As she prepares to speak at Gonzales’ sentencing on May 14, she reflects not only on her own case but on the broader culture that allowed it to happen.
A legislative environment making it worse
Chandler points to a growing trend in Colorado’s state legislature, where radical gender ideology is increasingly prioritized over parental rights, personal safety and biological protections for women and girls.
Lawmakers advanced several measures in 2025 that reflect this broader shift.
Among them is House Bill 25-1312, known as the ‘Kelly Loving Act,’ which would broaden Colorado’s anti-discrimination laws to cover gender identity and expression in public places, schools and courtrooms. Critics warn the bill would make it even harder to maintain women-only spaces or defend parental rights.
Other bills passed this year, such as House Bill 25-1109, now require death certificates to list an individual’s self-declared gender identity rather than only biological sex.
Senate Resolution 25-008 officially designated March 31 as “Transgender Day of Visibility” and pledged ongoing support for expanded transgender rights in healthcare, education and housing.
Meanwhile, legislation aimed at protecting parental rights and youth safety was defeated.

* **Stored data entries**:
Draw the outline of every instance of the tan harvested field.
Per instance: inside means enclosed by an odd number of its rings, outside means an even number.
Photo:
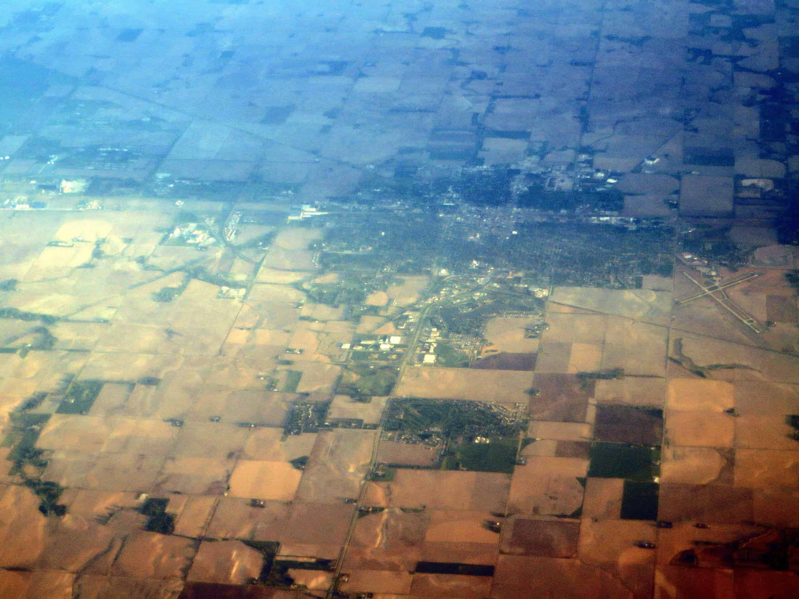
[[[536,372],[531,388],[538,394],[529,399],[531,419],[571,422],[586,422],[588,399],[594,381],[580,381],[575,375]]]
[[[654,543],[656,529],[652,522],[634,520],[582,518],[578,558],[585,564],[612,572],[636,597],[652,593],[655,553],[636,547],[641,541]]]
[[[112,573],[134,578],[179,578],[194,553],[192,539],[141,530],[125,539]]]
[[[650,289],[616,291],[596,288],[557,287],[551,302],[666,325],[671,311],[671,294]]]
[[[30,568],[46,544],[46,518],[37,509],[38,498],[24,486],[0,486],[0,564]]]
[[[340,547],[354,510],[352,506],[341,502],[328,504],[296,501],[289,509],[289,516],[280,541],[291,545]]]
[[[673,522],[752,522],[752,490],[737,481],[735,486],[664,482],[660,489],[658,518]]]
[[[233,465],[233,460],[224,458],[168,458],[155,488],[164,493],[221,495]]]
[[[297,490],[300,501],[340,503],[358,496],[368,469],[376,433],[325,430],[316,436]]]
[[[511,555],[574,557],[579,536],[578,520],[515,514],[504,522],[499,548]]]
[[[297,393],[311,393],[324,399],[329,398],[332,394],[336,381],[341,374],[340,366],[313,362],[295,362],[290,366],[280,367],[278,371],[283,370],[302,372],[302,378],[296,390]]]
[[[680,447],[670,445],[662,453],[660,479],[663,482],[709,483],[729,485],[733,482],[731,450],[714,447]]]
[[[682,353],[698,366],[725,365],[714,379],[799,383],[799,356],[690,335],[682,338]]]
[[[671,444],[699,447],[732,447],[735,419],[718,411],[693,410],[666,413],[666,436]]]
[[[627,375],[665,376],[667,334],[665,327],[609,319],[602,368],[623,368]]]
[[[590,343],[572,343],[566,372],[594,372],[602,366],[602,347]]]
[[[215,497],[190,497],[175,521],[175,533],[186,537],[202,537],[219,501]]]
[[[313,264],[313,252],[306,249],[286,249],[272,246],[264,259],[264,265],[269,268],[311,271],[316,268]]]
[[[491,588],[491,578],[487,576],[463,576],[459,574],[415,573],[411,584],[414,597],[430,599],[483,599]]]
[[[737,449],[735,485],[749,489],[793,489],[799,477],[799,451]]]
[[[599,404],[594,419],[594,438],[620,443],[658,445],[663,436],[659,410]]]
[[[377,424],[388,400],[388,397],[372,395],[368,403],[364,403],[349,395],[334,395],[328,410],[328,420],[353,419],[363,420],[365,424]]]
[[[305,249],[309,244],[320,239],[322,232],[318,228],[286,227],[280,230],[272,244],[284,249]]]
[[[582,505],[588,460],[531,456],[514,470],[508,510],[515,514],[572,514]]]
[[[258,283],[252,285],[247,295],[247,301],[251,303],[289,302],[295,303],[305,299],[305,294],[288,285],[276,285],[272,283]]]
[[[591,426],[586,422],[550,422],[531,420],[527,427],[527,436],[538,439],[588,441],[591,438]]]
[[[626,377],[598,380],[594,397],[598,402],[634,406],[662,406],[666,398],[666,379]]]
[[[189,421],[181,427],[171,455],[225,458],[239,452],[248,434],[248,429],[226,422]]]
[[[588,478],[582,515],[595,520],[618,520],[622,513],[622,478]]]
[[[751,538],[764,531],[764,527],[751,525],[718,523],[706,529],[698,529],[693,522],[674,522],[672,528],[664,530],[658,534],[658,564],[659,565],[674,564],[678,561],[675,558],[678,558],[681,553],[693,549],[698,553],[697,557],[700,557],[698,565],[704,568],[718,566],[720,558],[723,559],[723,553],[718,549],[714,550],[713,544],[723,545]],[[699,543],[696,542],[698,541]],[[702,544],[708,541],[709,545],[706,545],[707,549],[703,551]],[[714,556],[714,553],[716,555]],[[713,564],[713,561],[717,563]]]
[[[382,464],[432,467],[439,461],[441,446],[380,441],[377,461]]]
[[[605,327],[608,317],[602,314],[563,314],[554,311],[557,304],[547,307],[547,323],[549,328],[542,335],[547,342],[563,343],[605,343]]]
[[[258,577],[263,564],[263,554],[240,541],[203,541],[187,580],[243,585]]]
[[[268,426],[283,425],[292,402],[291,393],[264,392],[256,389],[229,389],[209,385],[197,395],[187,420],[207,421],[225,415],[223,422],[259,422]]]
[[[217,501],[205,534],[210,538],[273,541],[283,534],[288,503],[266,501],[264,507],[253,507],[245,498],[224,497]]]
[[[272,268],[264,266],[258,271],[258,276],[256,280],[258,283],[271,283],[278,285],[288,285],[296,283],[310,276],[310,272],[302,271],[285,270],[280,268]]]
[[[410,306],[415,303],[419,295],[429,284],[427,276],[400,276],[402,282],[390,285],[386,290],[388,297],[398,306]]]
[[[734,389],[726,381],[672,379],[666,403],[671,410],[723,412],[734,407]]]
[[[368,315],[360,317],[360,322],[358,323],[358,326],[356,328],[356,333],[358,334],[366,334],[366,333],[376,333],[376,334],[384,334],[381,330],[381,327],[387,323],[387,319],[384,316],[370,316]],[[392,326],[393,329],[393,325]],[[378,331],[380,330],[380,332]],[[396,329],[395,329],[396,331]],[[386,332],[385,335],[389,335],[391,332]]]
[[[495,534],[499,538],[499,535]],[[423,561],[444,561],[451,564],[494,565],[499,548],[491,543],[426,541],[422,547]]]
[[[575,580],[580,581],[574,585]],[[492,599],[568,597],[574,599],[633,599],[633,592],[612,573],[577,559],[500,555],[494,573]]]
[[[367,306],[385,306],[388,303],[388,294],[385,292],[373,292],[364,301]]]
[[[795,429],[788,424],[786,416],[775,413],[771,416],[741,415],[735,419],[736,447],[796,450],[797,442],[791,438]]]
[[[229,494],[290,502],[296,494],[302,472],[287,462],[239,460],[230,476]]]
[[[241,451],[242,459],[290,462],[311,454],[316,433],[286,435],[281,428],[252,429]]]
[[[361,549],[360,567],[364,561],[388,560],[399,562],[402,569],[413,569],[422,553],[422,542],[427,527],[427,514],[389,508],[358,518],[352,533],[353,548]],[[381,568],[380,569],[383,569]],[[392,569],[385,568],[385,569]]]
[[[441,399],[527,403],[530,373],[469,368],[407,368],[395,395]]]
[[[413,575],[408,572],[372,569],[348,570],[349,580],[341,585],[345,593],[368,589],[380,597],[404,596],[411,590]]]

* **Task requirements**:
1. Do the following statements agree with the passage on Colorado legislation? Answer yes or no for each, quoting the words of the passage that decide it.
(a) House Bill 25-1109 requires death certificates to list only biological sex.
(b) Senate Resolution 25-008 designated March 31 as "Transgender Day of Visibility."
(c) Legislation aimed at protecting parental rights and youth safety was passed.
2. What does the passage on Colorado legislation say in answer to each question below?
(a) On what date is Gonzales’ sentencing?
(b) By what name is House Bill 25-1312 known?
(c) In which areas did Senate Resolution 25-008 pledge ongoing support for expanded transgender rights?

* **Answers by item**:
1.
(a) No: "self-declared gender identity rather than only biological sex"
(b) Yes: "officially designated March 31 as “Transgender Day of Visibility”"
(c) No: "legislation aimed at protecting parental rights and youth safety was defeated"

2.
(a) May 14
(b) The ‘Kelly Loving Act’
(c) Healthcare, education and housing